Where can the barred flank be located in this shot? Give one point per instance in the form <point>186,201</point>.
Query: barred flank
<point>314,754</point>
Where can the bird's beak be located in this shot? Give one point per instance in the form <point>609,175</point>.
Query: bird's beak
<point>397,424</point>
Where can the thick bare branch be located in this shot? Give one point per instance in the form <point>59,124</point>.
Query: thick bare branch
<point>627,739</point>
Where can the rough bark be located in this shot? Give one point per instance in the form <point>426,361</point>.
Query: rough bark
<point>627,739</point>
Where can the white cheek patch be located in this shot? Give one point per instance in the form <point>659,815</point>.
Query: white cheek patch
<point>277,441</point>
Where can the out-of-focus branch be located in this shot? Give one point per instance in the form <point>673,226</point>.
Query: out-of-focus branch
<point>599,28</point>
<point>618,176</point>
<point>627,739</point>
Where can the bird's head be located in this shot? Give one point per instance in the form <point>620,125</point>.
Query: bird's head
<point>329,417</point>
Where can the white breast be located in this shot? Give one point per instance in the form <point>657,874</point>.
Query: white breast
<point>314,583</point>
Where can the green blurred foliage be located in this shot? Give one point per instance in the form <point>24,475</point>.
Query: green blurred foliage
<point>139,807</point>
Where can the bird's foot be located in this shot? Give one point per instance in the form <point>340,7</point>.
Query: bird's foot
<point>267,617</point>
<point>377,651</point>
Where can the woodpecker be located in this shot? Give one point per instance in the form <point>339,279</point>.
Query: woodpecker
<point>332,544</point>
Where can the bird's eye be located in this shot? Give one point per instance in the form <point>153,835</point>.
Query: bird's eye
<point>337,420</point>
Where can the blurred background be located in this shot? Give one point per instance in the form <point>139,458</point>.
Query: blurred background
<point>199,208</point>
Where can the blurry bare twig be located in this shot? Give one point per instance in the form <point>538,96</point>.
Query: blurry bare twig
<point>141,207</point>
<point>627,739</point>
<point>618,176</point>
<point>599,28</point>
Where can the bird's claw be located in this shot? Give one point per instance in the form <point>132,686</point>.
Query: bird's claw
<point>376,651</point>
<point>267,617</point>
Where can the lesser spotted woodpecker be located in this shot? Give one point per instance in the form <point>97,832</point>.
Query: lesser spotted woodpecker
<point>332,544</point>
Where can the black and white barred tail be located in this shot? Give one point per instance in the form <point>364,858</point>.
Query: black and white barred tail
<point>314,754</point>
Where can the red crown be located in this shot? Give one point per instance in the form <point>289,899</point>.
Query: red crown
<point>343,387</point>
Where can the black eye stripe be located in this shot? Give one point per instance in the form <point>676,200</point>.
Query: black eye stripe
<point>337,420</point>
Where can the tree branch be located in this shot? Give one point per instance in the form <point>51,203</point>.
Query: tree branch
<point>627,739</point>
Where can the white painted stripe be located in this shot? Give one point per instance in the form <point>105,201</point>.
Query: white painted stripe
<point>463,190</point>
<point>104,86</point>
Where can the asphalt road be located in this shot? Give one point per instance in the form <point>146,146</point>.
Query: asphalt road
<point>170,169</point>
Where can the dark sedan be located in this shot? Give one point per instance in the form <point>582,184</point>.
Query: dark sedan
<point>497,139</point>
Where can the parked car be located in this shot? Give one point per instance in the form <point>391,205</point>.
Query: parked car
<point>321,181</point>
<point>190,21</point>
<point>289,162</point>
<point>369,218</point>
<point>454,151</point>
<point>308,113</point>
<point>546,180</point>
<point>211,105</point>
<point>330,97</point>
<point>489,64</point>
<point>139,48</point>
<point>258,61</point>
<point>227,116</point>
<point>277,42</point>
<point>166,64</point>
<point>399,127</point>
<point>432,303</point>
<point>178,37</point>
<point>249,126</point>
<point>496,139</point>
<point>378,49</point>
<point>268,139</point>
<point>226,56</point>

Activity:
Wherever the line holding "Query: tree branch" falls in the entries above, copy exactly from it through the line holding "Where can the parked", inclusive, and add nothing.

Written solution:
Query: tree branch
<point>627,739</point>
Where can the white painted stripe be located in this shot? Give one point per instance in the form <point>105,201</point>.
Query: white painted stripe
<point>463,190</point>
<point>104,86</point>
Where can the asphalt road be located in this shot? Give one point per instance in the form <point>146,146</point>.
Query: asphalt road
<point>170,169</point>
Where can the dark sedan be located in this shot? Give one point per instance in the form <point>582,184</point>.
Query: dark sedan
<point>497,139</point>
Where can the parked car be located in this shot? Give one point per instance in the form <point>391,205</point>.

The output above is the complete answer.